— START PAGE TEXT —
I added a citation flag [citation needed] to this famous quote in the article because elsewhere on wiki at the article for Committee for the Scientific Investigation of Claims of the Paranormal they are claiming that Carl Sagan coined it. Personally I don't care who originated it. I just want this issue cleared up. Permission is granted to delete this comment (send it to the archive) by any editor if this problem is resolved. 5Q5 19:24, 28 October 2006 (UTC)

Sagan used the phrase but I'm pretty sure he didn't originate it. Bubba73 (talk), 21:31, 28 October 2006 (UTC)
Thinking about it more, I think that one of the Truzi obituaries (maybe the one by Paul Kurtz) gave Truzi as the originator of the phrase (although it is similar to the one of Laplace mentioned in the article). Bubba73 (talk), 00:04, 29 October 2006 (UTC)
I found an article by Truzzi in which he claims to have coined the phrase and then Sagan popularized it. I referenced it in the main article. Easy to find by doing a search on Google for "Extrordinary claims" Truzzi. I began this section. 5Q5 14:54, 20 November 2006 (UTC)
OK, it is good for that to go in. However, his phrase is basically the same as the principle of Laplace, which is mentioned in the article. Bubba73 (talk), 15:25, 20 November 2006 (UTC)

[edit] skeptic's skeptic

In what sense was Truzzi a "skeptic's skeptic"? Is it because he was skeptical of skeptics? When you say that someone is a "man's man", it is a man that other men admore or would like to be like. A "songwriter's songwriter" is a songwriter that other songwriters like. That sense doesn't seem to apply here. Bubba73 (talk) 04:32, 22 October 2005 (UTC)
— END PAGE TEXT —
— START ENTRIES SHOWN —
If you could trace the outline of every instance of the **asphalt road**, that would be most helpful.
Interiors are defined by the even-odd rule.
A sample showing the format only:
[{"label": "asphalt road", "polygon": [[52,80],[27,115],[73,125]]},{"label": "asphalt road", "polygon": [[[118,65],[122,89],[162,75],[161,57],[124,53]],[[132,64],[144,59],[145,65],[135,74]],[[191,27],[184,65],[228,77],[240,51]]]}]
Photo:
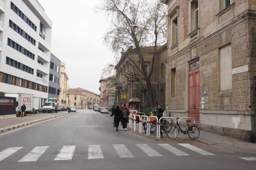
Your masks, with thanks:
[{"label": "asphalt road", "polygon": [[256,160],[192,141],[158,141],[116,131],[92,110],[0,134],[0,169],[253,169]]}]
— END ENTRIES SHOWN —
WRITTEN EXERCISE
In the talk page discussion about who coined the phrase, what did the article by Truzzi that 5Q5 found claim?

EXERCISE OUTPUT
It claimed that Truzzi coined the phrase and that Sagan then popularized it.